The relationship between cardiac output and sympathetic nervous activity during spaceflight is more difficult to explain. The dilatation of the cardiopulmonary area during spaceflight should inhibit sympathetic nervous activity, but at the same time the distended central vasculature would induce a decrease in vascular compliance. This is probably also what occurs during the early period of spaceflight as observed during parabolic flights (17). During the subsequent decrease in cardiac output and stroke volume, arterial pulsation will decrease. This decrease in pulsation combined with a decrease in compliance of the central vascular wall may activate sympathetic nervous activity.
We cannot exclude the possibility that changes in sympathetic activity during microgravity are due to a decrease in the sensitivity to catecholamines, but this suggestion can hardly explain the difference between bed rest and microgravity. Furthermore, the sympathetic response during spaceflight is also unlikely to be an arousal reaction due to mental stress, because neither blood pressure nor heart rate increased inflight.
In conclusion, a relative high sympathoadrenal activity compared with preflight values seems to be an integrated part of the regulatory response to microgravity. Furthermore, HDBR cannot be applied to simulate changes in sympathoadrenal activity in humans during microgravity.

---+---

• **QUESTIONS**:
**1)** According to the spaceflight passage, why is the sympathetic response during spaceflight unlikely to be an arousal reaction due to mental stress?
**2)** Please return the part of the spaceflight passage that begins at the words "In conclusion, a" and stops after the words "humans during microgravity.", copied word for word.
The records have no connection to the spaceflight passage.

[Data items]
---+---

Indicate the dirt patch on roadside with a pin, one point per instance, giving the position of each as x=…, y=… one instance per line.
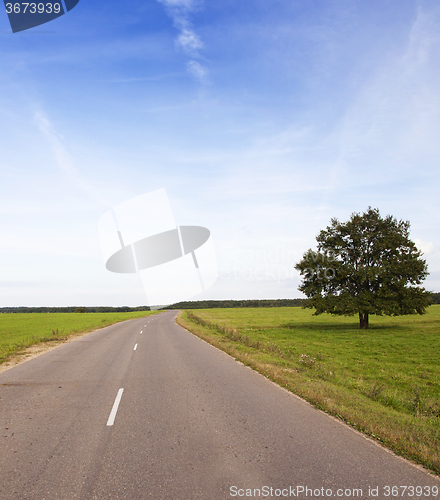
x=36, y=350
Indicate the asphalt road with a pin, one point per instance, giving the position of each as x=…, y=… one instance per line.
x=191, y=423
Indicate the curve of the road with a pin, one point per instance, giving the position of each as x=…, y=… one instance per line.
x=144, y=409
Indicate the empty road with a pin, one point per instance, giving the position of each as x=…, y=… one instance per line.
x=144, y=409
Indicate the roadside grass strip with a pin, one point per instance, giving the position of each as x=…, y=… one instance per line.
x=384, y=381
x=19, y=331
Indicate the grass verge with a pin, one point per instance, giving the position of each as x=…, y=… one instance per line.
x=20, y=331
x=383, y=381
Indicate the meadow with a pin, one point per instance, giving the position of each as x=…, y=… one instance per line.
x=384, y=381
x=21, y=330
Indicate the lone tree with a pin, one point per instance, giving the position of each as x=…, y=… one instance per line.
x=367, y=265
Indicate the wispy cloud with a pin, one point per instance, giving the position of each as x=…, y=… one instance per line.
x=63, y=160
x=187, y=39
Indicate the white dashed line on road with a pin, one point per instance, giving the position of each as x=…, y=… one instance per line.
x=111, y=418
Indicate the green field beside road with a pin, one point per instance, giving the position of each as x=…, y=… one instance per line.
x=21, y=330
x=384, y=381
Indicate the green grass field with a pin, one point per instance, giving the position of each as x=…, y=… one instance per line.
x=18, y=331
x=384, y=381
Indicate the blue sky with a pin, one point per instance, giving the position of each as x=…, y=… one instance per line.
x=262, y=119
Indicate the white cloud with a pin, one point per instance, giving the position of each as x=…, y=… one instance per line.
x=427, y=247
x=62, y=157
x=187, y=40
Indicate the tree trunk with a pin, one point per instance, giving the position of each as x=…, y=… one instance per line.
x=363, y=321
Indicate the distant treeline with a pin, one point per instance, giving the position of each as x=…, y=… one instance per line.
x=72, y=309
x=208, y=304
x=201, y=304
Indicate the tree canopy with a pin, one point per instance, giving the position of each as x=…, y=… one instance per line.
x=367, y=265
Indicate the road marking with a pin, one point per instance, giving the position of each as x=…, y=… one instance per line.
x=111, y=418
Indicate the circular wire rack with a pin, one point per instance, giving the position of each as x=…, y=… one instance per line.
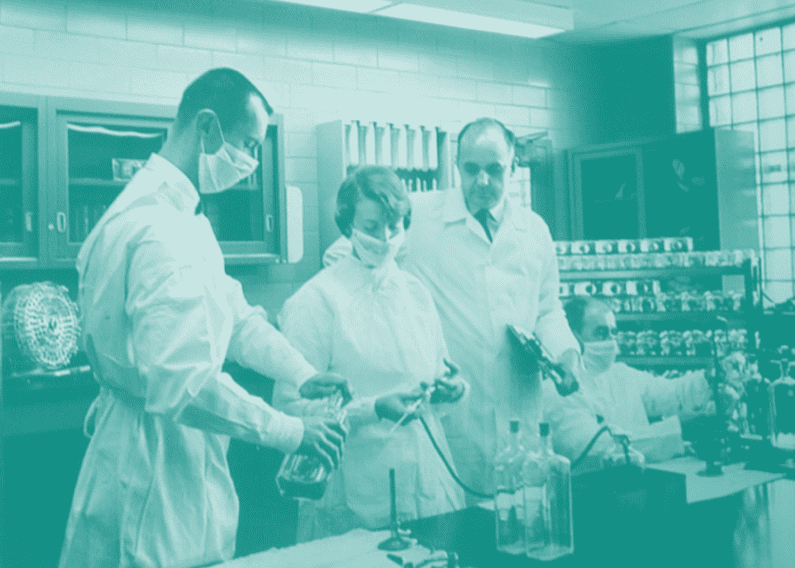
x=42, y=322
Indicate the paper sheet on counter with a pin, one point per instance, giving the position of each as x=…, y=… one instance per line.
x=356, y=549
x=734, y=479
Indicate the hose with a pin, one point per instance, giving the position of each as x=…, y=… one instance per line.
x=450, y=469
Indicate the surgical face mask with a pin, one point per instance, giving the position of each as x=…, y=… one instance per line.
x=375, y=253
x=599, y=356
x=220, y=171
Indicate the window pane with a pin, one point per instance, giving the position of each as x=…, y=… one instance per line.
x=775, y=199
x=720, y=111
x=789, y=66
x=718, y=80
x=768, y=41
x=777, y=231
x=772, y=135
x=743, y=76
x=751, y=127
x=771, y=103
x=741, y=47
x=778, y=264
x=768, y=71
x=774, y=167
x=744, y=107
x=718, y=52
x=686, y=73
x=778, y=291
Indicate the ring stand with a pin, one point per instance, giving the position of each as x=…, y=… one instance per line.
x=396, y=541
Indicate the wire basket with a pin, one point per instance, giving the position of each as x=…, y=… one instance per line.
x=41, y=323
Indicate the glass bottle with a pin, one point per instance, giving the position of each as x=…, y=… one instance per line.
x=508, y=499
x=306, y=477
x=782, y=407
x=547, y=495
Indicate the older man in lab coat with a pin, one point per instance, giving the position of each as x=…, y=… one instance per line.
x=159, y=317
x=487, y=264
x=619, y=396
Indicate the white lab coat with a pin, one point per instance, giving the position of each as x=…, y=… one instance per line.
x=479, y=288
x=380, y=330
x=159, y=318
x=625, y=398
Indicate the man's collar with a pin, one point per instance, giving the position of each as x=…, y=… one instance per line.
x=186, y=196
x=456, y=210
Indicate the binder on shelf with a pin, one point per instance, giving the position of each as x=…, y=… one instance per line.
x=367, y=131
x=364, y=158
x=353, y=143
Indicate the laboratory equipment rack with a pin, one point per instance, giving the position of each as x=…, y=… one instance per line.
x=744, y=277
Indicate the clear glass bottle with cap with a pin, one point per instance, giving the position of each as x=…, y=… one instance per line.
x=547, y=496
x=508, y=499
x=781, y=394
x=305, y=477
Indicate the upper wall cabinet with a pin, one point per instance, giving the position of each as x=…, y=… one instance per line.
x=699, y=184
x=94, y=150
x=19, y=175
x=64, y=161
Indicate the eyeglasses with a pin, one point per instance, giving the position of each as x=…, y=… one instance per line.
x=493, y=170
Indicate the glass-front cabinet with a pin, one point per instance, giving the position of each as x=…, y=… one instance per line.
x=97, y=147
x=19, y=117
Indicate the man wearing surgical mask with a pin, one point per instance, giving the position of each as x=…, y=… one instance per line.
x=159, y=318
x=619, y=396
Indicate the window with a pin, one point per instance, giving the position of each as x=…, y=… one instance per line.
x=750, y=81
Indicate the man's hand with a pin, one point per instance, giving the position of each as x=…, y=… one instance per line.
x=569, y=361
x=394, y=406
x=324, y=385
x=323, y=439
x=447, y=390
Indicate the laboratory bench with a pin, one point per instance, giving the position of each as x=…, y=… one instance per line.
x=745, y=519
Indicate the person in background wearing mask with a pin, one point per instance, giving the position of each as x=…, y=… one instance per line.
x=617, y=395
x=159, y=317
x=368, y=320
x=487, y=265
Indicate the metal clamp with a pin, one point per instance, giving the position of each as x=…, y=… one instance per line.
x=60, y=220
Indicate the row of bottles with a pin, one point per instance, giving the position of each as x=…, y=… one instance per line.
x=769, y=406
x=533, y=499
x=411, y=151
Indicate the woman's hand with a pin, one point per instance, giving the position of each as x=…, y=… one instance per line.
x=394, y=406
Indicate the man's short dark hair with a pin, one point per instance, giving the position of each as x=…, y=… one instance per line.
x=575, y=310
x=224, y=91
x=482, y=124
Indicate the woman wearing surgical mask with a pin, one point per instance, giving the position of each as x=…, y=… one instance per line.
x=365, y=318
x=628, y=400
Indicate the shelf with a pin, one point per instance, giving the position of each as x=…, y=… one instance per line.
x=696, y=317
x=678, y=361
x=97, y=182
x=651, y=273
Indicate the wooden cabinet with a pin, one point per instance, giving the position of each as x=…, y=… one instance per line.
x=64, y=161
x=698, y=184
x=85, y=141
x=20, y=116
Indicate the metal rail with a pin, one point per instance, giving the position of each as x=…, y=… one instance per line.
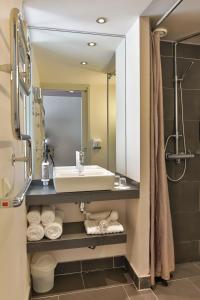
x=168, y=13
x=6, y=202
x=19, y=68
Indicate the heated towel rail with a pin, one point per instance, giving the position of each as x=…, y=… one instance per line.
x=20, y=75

---+---

• **OUTPUTS FOR THE TASKS**:
**1)** Neither blood pressure nor heart rate increased inflight.

**2)**
In conclusion, a relative high sympathoadrenal activity compared with preflight values seems to be an integrated part of the regulatory response to microgravity. Furthermore, HDBR cannot be applied to simulate changes in sympathoadrenal activity in humans during microgravity.